# Exercise data:
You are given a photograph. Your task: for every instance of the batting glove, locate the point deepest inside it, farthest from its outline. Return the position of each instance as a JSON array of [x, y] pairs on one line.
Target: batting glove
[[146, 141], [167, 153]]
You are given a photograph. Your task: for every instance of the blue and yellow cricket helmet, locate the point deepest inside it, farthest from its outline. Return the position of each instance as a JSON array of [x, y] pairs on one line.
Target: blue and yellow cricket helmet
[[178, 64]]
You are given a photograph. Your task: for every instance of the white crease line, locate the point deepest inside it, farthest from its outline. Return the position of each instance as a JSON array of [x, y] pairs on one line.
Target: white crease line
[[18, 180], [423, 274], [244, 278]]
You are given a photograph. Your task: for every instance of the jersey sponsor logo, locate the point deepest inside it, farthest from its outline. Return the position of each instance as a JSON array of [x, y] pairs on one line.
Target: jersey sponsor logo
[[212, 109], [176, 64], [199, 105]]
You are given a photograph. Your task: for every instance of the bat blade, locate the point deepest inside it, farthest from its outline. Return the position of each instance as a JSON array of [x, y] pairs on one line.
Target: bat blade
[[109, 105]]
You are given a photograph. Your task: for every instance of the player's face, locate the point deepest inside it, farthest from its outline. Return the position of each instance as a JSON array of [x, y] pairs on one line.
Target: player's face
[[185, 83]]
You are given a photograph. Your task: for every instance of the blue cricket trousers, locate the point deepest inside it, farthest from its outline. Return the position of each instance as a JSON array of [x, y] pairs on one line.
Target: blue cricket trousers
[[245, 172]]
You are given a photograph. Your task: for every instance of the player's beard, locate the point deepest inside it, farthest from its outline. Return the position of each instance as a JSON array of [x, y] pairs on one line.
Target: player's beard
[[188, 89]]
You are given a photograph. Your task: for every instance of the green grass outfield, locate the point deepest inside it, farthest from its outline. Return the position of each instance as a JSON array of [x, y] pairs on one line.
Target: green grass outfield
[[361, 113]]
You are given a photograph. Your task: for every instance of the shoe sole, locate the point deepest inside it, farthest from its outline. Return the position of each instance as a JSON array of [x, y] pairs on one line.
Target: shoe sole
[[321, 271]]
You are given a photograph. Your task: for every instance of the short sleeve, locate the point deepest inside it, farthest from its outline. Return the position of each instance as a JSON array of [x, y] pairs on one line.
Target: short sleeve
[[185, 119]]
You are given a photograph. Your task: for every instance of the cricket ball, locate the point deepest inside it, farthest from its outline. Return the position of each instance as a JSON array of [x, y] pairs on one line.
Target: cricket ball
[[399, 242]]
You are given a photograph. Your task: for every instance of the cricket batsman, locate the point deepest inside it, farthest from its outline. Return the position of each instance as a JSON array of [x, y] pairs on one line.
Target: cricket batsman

# Exercise aim:
Using the entries above, copy out all lines that contain the string "batsman".

# The completed task:
You are given a photograph. Your task: for every instance of the cricket batsman, locate the point deepest inside it, farthest from its outline. Return the position of each instance as a JSON array of [x, y] pairs on one line.
Target: cricket batsman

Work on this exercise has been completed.